> [DIRECTIONS]
**A.** Edit the pressure washer deal thread from "it changed for" through "(Feb 27, 2007)": give that part again with "bargain" changed to "steal".
**B.** List every line of the rows that contains the string "tree", matching its case exactly.

> [PAGE EXTRACT]
<<<<

# Nilfisk C110 3-5 PC X-TRA - £40.49 Delivered !



## Aletank (Oct 27, 2005)

http://www.hotukdeals.com/deals/nilfisk-pressure-washer-patio-clean/835937#comments

Box Contains 
1 x C110 3-5 PC X-TRA Pressure Washer with trolley,wheels and onboard accessory holder 
1 x Detergent dosing bottle and foam applicator 
1 x Powerspeed nozzle 
1 x Vario nozzle 
1 x 5 Metre hose 
1 x Soft Grip Gun and Click&Clean lance 
1 x compact patio cleaner


----------



## Lump (Nov 6, 2008)

Great deal :thumb:


----------



## Dean123 (Jan 26, 2009)

£87 Now, literally just changed as i was checking the price out


wtf, just changed back???????? now back at £40


----------



## Lump (Nov 6, 2008)

working for me


----------



## Dean123 (Jan 26, 2009)

it changed for a bout 10mins, now back at £40, weird one
never worth £130, as its mostly sells for about £70
but bargain nevertheless


----------



## POOBUG (Feb 27, 2007)

>>>>

(Collected data entries)
<<<<

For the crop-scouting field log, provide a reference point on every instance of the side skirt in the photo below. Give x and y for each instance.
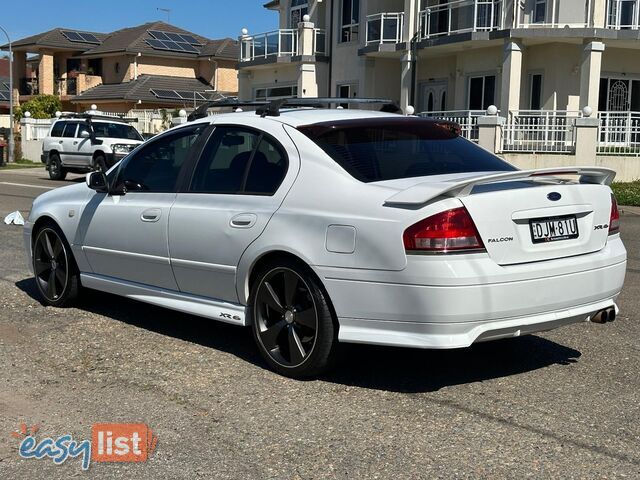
(182, 302)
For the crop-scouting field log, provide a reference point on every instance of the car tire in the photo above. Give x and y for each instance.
(55, 270)
(100, 164)
(56, 170)
(293, 323)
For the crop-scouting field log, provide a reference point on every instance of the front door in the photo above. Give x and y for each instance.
(126, 235)
(433, 96)
(237, 186)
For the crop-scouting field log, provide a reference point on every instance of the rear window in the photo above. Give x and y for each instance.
(380, 149)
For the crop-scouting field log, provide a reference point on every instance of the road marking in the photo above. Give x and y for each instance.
(27, 185)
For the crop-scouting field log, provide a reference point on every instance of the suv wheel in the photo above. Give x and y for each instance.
(100, 164)
(55, 270)
(56, 171)
(293, 323)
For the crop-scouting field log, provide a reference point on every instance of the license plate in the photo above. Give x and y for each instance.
(553, 229)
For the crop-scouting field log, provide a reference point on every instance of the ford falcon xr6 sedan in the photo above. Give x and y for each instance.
(318, 226)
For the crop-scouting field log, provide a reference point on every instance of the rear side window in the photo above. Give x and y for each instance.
(381, 149)
(57, 129)
(239, 161)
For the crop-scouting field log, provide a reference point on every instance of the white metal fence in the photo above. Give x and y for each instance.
(537, 131)
(467, 119)
(619, 133)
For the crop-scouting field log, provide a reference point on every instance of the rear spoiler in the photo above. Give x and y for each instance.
(424, 192)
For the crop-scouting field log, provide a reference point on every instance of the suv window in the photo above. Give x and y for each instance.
(70, 130)
(239, 160)
(155, 167)
(380, 149)
(57, 129)
(115, 130)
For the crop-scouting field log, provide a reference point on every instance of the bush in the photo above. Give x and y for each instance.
(40, 106)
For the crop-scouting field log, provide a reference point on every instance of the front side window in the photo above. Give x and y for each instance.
(57, 129)
(375, 150)
(70, 130)
(349, 20)
(115, 130)
(239, 161)
(155, 167)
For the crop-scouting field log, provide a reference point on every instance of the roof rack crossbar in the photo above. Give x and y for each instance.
(271, 108)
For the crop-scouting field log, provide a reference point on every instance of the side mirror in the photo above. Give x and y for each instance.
(97, 181)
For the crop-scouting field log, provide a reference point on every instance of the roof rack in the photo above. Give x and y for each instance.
(95, 116)
(271, 108)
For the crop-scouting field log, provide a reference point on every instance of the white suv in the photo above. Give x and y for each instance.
(84, 142)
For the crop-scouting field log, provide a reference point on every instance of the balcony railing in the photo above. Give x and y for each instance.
(619, 133)
(461, 16)
(623, 14)
(467, 119)
(384, 28)
(279, 43)
(535, 131)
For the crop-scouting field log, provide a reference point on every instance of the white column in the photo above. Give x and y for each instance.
(511, 78)
(590, 75)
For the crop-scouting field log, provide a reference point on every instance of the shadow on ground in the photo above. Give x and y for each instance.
(367, 366)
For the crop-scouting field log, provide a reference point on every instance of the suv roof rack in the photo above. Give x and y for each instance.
(271, 108)
(95, 116)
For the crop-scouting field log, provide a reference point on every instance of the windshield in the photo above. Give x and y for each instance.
(115, 130)
(373, 150)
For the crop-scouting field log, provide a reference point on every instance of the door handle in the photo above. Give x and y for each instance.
(151, 215)
(244, 220)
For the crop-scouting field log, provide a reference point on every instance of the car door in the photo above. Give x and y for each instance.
(239, 182)
(65, 144)
(125, 236)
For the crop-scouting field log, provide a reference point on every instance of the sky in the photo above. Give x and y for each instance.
(209, 18)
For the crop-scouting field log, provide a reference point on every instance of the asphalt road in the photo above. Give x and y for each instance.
(564, 404)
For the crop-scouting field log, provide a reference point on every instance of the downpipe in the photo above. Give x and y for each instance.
(604, 316)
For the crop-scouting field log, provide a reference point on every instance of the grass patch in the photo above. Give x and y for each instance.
(627, 193)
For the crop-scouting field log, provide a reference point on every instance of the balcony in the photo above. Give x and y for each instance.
(28, 86)
(384, 28)
(623, 14)
(279, 43)
(461, 16)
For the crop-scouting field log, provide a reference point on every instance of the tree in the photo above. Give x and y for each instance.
(40, 106)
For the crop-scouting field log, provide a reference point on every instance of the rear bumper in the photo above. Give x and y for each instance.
(459, 302)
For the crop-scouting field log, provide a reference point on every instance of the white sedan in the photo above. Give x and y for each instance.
(316, 227)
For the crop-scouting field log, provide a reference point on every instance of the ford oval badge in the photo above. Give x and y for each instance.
(554, 196)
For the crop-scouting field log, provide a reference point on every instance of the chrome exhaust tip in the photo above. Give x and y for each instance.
(600, 317)
(611, 314)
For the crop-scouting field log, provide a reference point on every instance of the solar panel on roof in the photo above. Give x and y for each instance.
(189, 39)
(89, 37)
(159, 35)
(81, 37)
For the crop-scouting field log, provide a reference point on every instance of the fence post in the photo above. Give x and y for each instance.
(586, 137)
(490, 130)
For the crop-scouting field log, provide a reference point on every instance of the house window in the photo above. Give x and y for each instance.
(274, 93)
(349, 20)
(539, 11)
(346, 91)
(94, 66)
(482, 92)
(299, 8)
(535, 91)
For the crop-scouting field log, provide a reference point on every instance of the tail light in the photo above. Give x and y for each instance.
(614, 220)
(445, 232)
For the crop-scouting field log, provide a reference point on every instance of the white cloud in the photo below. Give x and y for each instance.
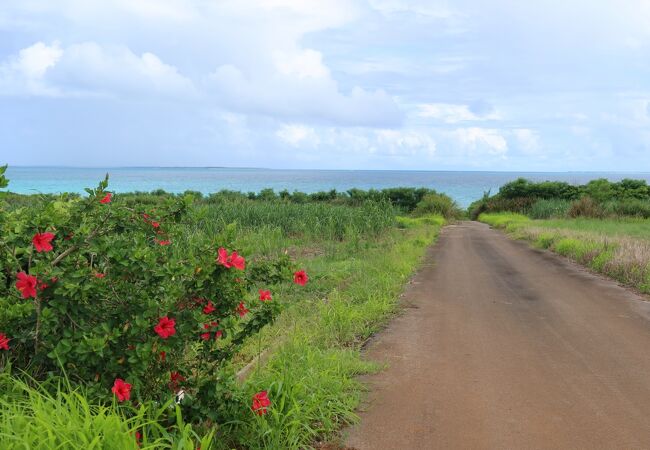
(298, 135)
(482, 139)
(527, 140)
(88, 68)
(453, 113)
(23, 73)
(316, 97)
(405, 142)
(430, 9)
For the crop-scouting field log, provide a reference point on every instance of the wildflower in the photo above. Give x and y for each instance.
(166, 327)
(241, 309)
(232, 260)
(43, 242)
(265, 296)
(121, 389)
(209, 308)
(26, 284)
(260, 403)
(300, 277)
(4, 342)
(106, 199)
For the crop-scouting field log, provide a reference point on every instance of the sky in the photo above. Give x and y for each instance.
(549, 85)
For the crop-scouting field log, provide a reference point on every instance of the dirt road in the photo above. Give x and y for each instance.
(505, 347)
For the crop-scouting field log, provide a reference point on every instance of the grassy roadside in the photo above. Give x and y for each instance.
(616, 248)
(311, 373)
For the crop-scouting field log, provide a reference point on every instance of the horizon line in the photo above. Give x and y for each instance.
(321, 170)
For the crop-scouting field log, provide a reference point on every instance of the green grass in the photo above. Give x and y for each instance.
(637, 228)
(617, 248)
(316, 344)
(358, 259)
(54, 416)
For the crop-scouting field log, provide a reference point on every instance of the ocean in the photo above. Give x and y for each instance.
(464, 187)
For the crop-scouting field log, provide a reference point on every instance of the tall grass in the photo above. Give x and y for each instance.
(311, 373)
(548, 209)
(54, 416)
(617, 248)
(309, 220)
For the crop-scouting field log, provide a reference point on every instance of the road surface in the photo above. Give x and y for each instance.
(505, 347)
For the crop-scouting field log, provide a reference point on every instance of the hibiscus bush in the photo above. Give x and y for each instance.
(95, 289)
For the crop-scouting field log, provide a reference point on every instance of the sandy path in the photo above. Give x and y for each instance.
(505, 347)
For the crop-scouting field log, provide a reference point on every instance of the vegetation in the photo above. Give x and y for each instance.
(617, 248)
(107, 326)
(551, 199)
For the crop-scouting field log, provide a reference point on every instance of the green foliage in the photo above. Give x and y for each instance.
(549, 208)
(54, 415)
(113, 274)
(549, 199)
(585, 207)
(4, 182)
(440, 204)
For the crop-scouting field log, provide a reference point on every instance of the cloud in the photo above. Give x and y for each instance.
(454, 113)
(527, 140)
(477, 139)
(405, 142)
(302, 89)
(89, 69)
(298, 135)
(24, 72)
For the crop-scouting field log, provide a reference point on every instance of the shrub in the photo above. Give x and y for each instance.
(585, 207)
(435, 203)
(97, 289)
(549, 209)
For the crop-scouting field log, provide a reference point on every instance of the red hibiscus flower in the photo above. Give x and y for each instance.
(232, 260)
(241, 309)
(26, 284)
(209, 308)
(121, 389)
(265, 296)
(4, 342)
(260, 403)
(300, 277)
(42, 242)
(166, 327)
(106, 199)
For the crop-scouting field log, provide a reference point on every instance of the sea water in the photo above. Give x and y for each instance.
(464, 187)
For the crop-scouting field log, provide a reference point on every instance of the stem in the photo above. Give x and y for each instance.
(37, 304)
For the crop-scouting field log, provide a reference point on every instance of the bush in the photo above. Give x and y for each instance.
(586, 207)
(549, 209)
(96, 289)
(435, 203)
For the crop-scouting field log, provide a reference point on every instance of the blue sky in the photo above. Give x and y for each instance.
(375, 84)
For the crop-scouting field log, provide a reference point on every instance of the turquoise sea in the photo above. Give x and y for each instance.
(464, 187)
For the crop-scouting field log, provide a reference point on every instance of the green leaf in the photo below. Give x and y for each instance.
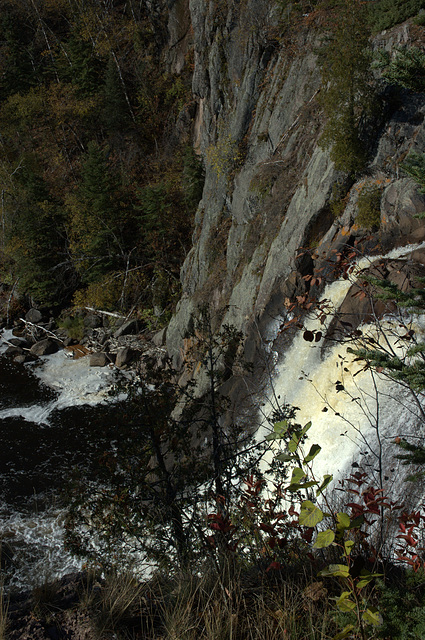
(335, 571)
(357, 522)
(281, 427)
(310, 514)
(343, 520)
(344, 603)
(327, 479)
(305, 428)
(297, 475)
(344, 633)
(294, 442)
(314, 450)
(284, 457)
(324, 539)
(372, 616)
(367, 577)
(348, 545)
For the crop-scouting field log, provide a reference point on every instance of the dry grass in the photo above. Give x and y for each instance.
(4, 607)
(116, 602)
(195, 608)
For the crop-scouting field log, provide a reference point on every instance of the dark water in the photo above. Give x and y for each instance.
(37, 457)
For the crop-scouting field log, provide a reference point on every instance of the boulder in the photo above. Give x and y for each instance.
(99, 359)
(92, 321)
(13, 351)
(44, 347)
(124, 356)
(128, 328)
(34, 315)
(160, 337)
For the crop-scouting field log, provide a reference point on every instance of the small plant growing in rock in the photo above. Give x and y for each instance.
(369, 207)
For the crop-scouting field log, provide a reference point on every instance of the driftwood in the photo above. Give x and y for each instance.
(105, 313)
(40, 328)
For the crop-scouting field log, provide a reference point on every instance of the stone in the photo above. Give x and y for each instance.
(124, 356)
(99, 359)
(13, 351)
(44, 347)
(92, 321)
(34, 315)
(128, 328)
(160, 337)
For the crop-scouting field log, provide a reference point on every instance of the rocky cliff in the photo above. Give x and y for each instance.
(269, 187)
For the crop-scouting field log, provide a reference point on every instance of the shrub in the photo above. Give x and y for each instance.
(369, 207)
(387, 13)
(406, 69)
(74, 326)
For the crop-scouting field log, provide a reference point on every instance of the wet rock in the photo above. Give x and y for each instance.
(99, 359)
(160, 337)
(13, 351)
(34, 315)
(92, 321)
(124, 356)
(44, 347)
(20, 342)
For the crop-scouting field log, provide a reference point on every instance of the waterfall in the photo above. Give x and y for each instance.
(356, 414)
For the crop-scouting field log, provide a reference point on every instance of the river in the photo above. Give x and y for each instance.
(54, 415)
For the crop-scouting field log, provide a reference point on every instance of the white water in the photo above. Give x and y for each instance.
(346, 429)
(35, 534)
(75, 382)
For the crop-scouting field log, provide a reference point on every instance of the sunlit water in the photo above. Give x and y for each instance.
(356, 424)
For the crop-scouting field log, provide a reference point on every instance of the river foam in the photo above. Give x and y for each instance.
(355, 414)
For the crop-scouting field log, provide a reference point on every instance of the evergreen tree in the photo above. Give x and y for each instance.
(80, 66)
(36, 241)
(344, 62)
(115, 113)
(94, 224)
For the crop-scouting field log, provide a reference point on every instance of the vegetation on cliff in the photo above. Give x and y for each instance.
(87, 114)
(98, 202)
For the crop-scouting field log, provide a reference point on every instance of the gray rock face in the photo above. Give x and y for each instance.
(34, 316)
(128, 328)
(124, 356)
(44, 347)
(268, 184)
(99, 359)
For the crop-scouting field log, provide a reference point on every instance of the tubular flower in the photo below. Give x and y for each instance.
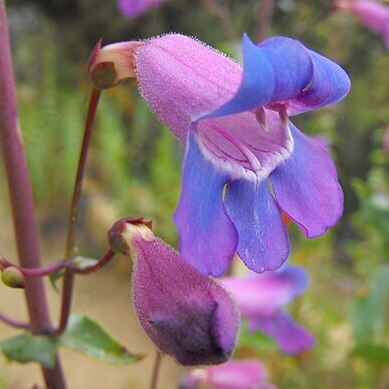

>>>>

> [ANSWER LIST]
**A.**
it changed for a bout 10mins, now back at £40, weird one
never worth £130, as its mostly sells for about £70
but steal nevertheless


----------



## POOBUG (Feb 27, 2007)

**B.**
For the crop-scouting field log, provide a reference point on every instance of the tree in the photo above. Give x and y for each instance.
For the crop-scouting field log, provide a reference point on every instance of the evergreen tree in the photo above. Give x and y for each instance.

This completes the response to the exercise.